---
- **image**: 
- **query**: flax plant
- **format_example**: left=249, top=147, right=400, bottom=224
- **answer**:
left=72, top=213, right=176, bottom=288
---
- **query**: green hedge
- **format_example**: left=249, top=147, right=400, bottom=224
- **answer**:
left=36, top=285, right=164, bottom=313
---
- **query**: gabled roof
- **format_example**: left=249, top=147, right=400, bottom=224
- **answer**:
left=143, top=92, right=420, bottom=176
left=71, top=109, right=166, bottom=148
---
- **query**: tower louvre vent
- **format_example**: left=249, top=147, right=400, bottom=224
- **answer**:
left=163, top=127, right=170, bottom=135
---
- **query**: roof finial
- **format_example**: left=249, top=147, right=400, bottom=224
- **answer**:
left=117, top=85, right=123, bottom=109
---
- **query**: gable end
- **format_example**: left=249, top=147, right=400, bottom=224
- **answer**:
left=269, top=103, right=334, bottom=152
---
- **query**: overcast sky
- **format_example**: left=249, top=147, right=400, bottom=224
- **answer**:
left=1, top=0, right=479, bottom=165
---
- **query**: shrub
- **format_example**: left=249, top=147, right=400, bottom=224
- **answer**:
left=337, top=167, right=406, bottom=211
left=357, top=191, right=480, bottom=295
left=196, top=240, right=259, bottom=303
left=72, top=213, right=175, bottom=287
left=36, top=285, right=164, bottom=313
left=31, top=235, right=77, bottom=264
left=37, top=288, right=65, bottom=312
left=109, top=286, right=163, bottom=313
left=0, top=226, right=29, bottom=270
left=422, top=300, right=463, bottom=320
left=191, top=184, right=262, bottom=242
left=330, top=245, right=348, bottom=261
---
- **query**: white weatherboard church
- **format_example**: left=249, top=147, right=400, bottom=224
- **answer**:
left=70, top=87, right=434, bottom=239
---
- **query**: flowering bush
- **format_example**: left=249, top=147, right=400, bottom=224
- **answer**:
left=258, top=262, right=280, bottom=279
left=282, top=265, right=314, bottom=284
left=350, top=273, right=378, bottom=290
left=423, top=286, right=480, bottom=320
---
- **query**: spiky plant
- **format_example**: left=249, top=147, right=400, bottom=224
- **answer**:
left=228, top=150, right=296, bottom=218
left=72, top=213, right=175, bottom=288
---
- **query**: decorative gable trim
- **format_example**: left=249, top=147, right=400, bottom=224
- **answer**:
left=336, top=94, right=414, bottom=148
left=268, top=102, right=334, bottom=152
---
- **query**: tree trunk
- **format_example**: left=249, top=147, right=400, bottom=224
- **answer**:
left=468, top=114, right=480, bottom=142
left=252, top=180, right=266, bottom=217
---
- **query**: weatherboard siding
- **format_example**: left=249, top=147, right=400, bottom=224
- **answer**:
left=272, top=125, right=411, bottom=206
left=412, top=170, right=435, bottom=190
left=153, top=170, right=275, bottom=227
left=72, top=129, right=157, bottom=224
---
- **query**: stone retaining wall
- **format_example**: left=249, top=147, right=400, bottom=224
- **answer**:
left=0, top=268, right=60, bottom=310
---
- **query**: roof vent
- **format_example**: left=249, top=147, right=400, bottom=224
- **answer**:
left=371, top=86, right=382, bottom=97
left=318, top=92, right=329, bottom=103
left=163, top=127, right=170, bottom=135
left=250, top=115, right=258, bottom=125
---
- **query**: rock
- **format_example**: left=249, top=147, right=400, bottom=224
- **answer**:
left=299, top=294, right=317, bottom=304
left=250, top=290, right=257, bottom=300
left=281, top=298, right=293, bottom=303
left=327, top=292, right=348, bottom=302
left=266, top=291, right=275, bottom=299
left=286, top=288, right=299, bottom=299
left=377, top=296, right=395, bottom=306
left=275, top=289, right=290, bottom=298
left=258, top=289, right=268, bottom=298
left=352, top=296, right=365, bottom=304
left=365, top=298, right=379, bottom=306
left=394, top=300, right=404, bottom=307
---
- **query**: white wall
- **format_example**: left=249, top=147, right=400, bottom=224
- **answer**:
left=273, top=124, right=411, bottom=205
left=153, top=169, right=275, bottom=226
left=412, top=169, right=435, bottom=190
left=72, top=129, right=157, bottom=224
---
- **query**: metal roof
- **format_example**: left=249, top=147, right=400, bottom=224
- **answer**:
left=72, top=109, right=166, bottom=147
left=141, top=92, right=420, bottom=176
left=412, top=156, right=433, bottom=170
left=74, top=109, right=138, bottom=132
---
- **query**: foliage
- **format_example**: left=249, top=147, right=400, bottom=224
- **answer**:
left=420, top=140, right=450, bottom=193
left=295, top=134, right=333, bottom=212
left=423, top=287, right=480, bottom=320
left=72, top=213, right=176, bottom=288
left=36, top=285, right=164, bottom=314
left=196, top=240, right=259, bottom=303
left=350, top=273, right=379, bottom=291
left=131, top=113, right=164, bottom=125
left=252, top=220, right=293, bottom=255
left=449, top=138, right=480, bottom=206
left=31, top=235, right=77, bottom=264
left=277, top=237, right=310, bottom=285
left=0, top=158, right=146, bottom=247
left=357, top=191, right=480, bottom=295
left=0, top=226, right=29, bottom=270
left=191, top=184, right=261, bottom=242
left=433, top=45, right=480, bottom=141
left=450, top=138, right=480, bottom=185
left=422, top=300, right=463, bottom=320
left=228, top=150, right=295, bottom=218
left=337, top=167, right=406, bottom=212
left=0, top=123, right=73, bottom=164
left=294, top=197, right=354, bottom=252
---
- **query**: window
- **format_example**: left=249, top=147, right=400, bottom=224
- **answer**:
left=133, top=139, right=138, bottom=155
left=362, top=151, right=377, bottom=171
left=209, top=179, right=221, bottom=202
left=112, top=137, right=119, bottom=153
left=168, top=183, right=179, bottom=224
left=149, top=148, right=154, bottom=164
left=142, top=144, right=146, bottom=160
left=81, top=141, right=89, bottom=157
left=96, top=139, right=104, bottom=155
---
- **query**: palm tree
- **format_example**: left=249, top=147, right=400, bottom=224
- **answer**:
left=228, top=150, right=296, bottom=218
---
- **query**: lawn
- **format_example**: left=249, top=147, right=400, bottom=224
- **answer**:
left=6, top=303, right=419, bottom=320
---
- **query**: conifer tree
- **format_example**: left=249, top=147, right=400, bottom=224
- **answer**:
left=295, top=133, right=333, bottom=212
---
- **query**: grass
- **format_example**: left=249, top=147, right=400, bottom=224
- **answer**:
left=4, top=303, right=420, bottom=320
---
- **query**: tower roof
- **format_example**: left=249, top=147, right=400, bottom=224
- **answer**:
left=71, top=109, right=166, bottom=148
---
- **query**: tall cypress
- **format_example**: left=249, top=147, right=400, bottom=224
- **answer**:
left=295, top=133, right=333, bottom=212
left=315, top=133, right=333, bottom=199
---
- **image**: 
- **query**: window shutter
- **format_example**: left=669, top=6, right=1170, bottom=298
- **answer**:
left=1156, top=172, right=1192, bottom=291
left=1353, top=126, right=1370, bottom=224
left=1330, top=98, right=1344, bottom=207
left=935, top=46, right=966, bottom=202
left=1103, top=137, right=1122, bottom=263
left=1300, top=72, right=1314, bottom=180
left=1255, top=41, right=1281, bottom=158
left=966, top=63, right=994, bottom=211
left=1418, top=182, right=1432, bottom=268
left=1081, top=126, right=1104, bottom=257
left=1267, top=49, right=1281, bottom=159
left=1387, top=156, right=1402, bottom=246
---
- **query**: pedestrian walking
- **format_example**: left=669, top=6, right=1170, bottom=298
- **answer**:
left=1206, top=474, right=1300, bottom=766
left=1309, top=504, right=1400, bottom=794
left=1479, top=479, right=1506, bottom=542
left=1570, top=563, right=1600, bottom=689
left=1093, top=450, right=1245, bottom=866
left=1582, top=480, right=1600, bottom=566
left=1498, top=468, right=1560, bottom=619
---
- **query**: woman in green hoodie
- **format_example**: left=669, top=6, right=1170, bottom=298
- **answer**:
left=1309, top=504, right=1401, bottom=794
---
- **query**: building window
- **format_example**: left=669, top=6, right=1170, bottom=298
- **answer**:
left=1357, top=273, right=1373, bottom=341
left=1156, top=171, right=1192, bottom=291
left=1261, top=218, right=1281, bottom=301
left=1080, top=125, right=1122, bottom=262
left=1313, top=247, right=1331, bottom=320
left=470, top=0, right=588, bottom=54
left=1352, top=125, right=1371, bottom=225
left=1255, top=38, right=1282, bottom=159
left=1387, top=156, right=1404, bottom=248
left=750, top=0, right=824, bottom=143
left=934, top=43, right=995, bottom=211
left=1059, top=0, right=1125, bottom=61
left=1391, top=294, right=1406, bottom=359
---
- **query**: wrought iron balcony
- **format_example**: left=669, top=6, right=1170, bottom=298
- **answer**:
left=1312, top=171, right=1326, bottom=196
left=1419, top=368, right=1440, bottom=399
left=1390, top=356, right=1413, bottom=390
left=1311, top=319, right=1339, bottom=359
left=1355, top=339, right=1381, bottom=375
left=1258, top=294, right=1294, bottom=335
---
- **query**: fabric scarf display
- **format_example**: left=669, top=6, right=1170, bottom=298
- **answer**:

Exercise aim> Send back the lines of the records word for word, from the very first through the line containing "- **query**: roof finial".

Task solution>
---
- **image**: 
- **query**: flax plant
- **format_example**: left=249, top=147, right=400, bottom=224
- **answer**:
left=72, top=213, right=176, bottom=288
---
- **query**: green hedge
- **format_example**: left=249, top=147, right=400, bottom=224
- **answer**:
left=36, top=285, right=164, bottom=313
---
- **query**: gabled roof
- **format_example**: left=249, top=147, right=400, bottom=224
- **answer**:
left=143, top=92, right=420, bottom=176
left=71, top=109, right=166, bottom=148
---
- **query**: tower louvre vent
- **format_example**: left=249, top=147, right=400, bottom=224
- **answer**:
left=163, top=127, right=170, bottom=135
---
- **query**: roof finial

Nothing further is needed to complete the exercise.